* _Aim_: Reproduce every line of the entries, starting at the line containing "TARGET: flower stem" and ending at the last line of the entries. Increase each x and y coordinate in the answers by 117.
##### Extracted data #####
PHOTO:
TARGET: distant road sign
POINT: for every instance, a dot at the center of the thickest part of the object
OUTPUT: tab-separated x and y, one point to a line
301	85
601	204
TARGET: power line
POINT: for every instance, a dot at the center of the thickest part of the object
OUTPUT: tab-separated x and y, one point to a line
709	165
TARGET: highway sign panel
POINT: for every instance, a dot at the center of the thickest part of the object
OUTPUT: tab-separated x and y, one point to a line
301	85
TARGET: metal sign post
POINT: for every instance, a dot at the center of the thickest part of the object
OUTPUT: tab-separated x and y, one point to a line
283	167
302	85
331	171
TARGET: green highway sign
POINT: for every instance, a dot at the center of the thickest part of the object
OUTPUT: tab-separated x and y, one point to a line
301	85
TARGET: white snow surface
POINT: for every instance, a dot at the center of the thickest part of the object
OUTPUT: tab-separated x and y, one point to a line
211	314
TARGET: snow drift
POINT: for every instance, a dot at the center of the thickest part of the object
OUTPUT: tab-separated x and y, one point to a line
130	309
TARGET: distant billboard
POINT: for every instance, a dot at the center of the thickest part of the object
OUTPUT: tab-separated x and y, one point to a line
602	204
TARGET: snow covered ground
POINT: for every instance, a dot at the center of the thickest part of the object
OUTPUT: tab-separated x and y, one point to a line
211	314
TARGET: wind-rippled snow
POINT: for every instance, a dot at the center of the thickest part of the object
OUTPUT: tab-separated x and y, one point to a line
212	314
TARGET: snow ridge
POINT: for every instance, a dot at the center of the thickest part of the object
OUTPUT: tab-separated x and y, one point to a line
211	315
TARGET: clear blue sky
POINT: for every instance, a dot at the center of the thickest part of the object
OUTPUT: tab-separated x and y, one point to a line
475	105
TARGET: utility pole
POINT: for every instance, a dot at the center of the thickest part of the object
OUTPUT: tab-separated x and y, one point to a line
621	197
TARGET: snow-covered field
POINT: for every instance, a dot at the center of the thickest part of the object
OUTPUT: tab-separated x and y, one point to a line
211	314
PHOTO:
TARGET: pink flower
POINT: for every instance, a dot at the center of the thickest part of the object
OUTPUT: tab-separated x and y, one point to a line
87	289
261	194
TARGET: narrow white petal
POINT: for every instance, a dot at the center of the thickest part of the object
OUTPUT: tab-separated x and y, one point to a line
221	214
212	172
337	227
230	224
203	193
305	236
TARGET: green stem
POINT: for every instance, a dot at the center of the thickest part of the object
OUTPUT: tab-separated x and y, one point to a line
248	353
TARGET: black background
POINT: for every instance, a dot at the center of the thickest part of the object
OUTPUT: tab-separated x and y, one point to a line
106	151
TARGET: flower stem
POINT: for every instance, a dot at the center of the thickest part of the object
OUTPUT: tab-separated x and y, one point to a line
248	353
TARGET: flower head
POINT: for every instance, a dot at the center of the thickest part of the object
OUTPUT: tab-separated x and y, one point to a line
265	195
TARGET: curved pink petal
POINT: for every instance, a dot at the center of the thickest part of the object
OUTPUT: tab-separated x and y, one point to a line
#####
* _Exercise output_:
TARGET: flower stem
POINT: for every instance, a dot at the center of the thickest part of the object
OUTPUT: tab-separated x and y, one point to a line
365	470
TARGET: flower head
POINT: for every instance, a dot at the center of the thickest part of the object
OUTPUT: tab-separated x and y, one point to a line
382	312
TARGET: curved pink petal
POINT: for every instance, a dot at the center of the thickest part of the object
OUTPUT: tab-separated x and y, one point to a line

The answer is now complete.